- _GOAL_
Reproduce the material verbatim, from the line containing "floor in this photo as pixel coordinates." up to and including its last line.

(Dataset rows showing where objects appear)

========

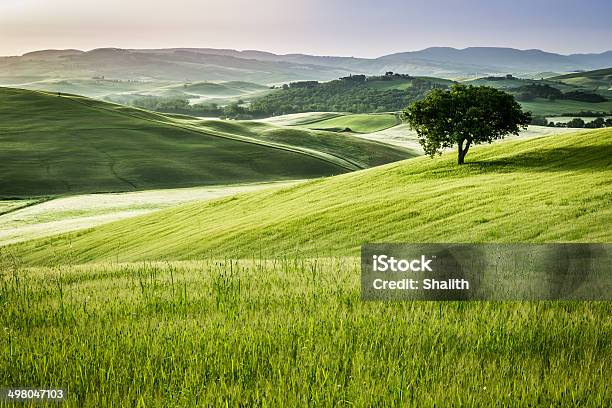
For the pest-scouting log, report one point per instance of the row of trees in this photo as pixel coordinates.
(598, 122)
(532, 91)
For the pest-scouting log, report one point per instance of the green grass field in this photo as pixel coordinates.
(360, 123)
(600, 79)
(561, 191)
(264, 307)
(542, 107)
(68, 144)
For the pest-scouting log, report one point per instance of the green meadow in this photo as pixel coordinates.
(67, 144)
(547, 189)
(254, 299)
(364, 123)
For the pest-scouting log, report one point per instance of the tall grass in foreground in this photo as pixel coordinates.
(287, 332)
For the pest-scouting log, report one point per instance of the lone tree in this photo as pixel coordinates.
(464, 115)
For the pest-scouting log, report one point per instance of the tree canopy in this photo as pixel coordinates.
(464, 115)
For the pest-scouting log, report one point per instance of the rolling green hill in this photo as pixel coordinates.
(285, 326)
(361, 123)
(601, 78)
(550, 189)
(68, 144)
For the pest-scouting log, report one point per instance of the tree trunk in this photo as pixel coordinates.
(462, 150)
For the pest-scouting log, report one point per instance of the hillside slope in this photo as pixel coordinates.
(67, 144)
(550, 189)
(597, 78)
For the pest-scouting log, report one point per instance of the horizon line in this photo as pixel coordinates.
(302, 53)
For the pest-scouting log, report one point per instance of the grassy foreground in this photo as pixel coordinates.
(284, 326)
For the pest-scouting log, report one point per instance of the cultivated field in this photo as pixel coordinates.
(68, 145)
(254, 299)
(28, 219)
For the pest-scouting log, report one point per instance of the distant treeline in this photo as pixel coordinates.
(573, 123)
(532, 91)
(357, 93)
(182, 106)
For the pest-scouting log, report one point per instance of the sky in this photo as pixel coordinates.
(360, 28)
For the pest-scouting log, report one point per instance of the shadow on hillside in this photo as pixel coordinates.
(562, 159)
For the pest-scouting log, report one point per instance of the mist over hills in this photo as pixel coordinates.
(180, 64)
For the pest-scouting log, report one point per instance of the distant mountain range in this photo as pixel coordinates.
(180, 64)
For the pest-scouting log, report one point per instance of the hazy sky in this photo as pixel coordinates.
(324, 27)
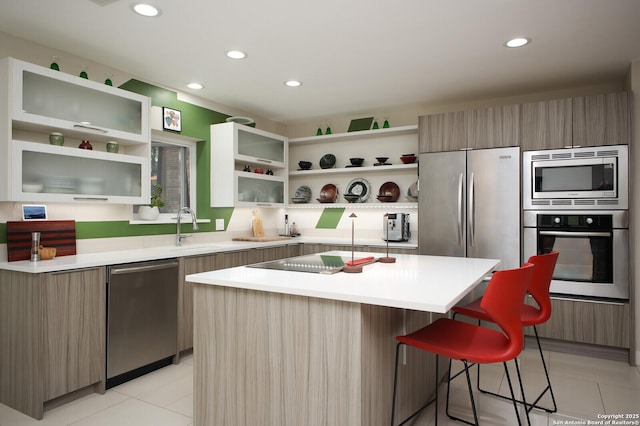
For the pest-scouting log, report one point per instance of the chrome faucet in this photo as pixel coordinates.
(179, 236)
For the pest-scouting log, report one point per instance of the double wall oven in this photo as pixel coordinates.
(576, 202)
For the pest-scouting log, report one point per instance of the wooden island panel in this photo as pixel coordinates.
(269, 358)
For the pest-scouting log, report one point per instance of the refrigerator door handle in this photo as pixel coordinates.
(471, 211)
(460, 180)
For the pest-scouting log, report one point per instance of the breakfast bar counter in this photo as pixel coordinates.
(291, 348)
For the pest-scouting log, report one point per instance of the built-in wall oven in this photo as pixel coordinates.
(593, 248)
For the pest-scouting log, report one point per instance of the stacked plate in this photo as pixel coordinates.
(302, 195)
(61, 185)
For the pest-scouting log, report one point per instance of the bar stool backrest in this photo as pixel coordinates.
(502, 301)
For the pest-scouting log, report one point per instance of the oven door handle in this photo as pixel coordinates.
(471, 211)
(575, 234)
(460, 236)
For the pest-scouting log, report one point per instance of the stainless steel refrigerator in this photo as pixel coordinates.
(469, 204)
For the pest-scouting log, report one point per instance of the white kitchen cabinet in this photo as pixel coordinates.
(369, 144)
(52, 173)
(39, 101)
(236, 146)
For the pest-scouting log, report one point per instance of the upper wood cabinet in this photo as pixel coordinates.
(474, 129)
(601, 119)
(442, 132)
(546, 125)
(495, 127)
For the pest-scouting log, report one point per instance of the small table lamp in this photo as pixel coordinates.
(352, 268)
(387, 259)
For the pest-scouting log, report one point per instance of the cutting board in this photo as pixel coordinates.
(60, 234)
(260, 239)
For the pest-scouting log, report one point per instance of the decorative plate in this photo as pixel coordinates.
(303, 193)
(361, 188)
(328, 193)
(327, 161)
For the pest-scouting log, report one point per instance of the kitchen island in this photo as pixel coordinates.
(291, 348)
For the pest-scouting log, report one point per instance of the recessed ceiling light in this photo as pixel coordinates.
(145, 9)
(518, 42)
(236, 54)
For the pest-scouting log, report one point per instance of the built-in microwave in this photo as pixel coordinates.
(576, 178)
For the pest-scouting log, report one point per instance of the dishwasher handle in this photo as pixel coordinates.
(143, 268)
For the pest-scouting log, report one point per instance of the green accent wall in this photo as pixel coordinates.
(196, 121)
(330, 218)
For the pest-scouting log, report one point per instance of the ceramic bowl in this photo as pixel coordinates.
(56, 138)
(389, 189)
(328, 194)
(113, 147)
(385, 198)
(304, 165)
(352, 198)
(408, 159)
(327, 161)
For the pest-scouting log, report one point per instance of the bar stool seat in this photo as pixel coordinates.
(471, 343)
(529, 316)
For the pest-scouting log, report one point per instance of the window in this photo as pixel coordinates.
(173, 167)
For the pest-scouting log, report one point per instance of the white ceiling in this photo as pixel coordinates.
(351, 55)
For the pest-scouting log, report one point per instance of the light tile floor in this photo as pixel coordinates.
(585, 389)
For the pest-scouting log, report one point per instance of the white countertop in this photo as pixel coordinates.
(90, 260)
(424, 283)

========

- _EXPECTED ANSWER_
For the pest-scouting log, report one point per instance of the light tile floor in this photo as pixel coordinates.
(585, 389)
For the pest-scouting log, report one point per instance of the white countertop in this photo as pixel coordinates.
(90, 260)
(424, 283)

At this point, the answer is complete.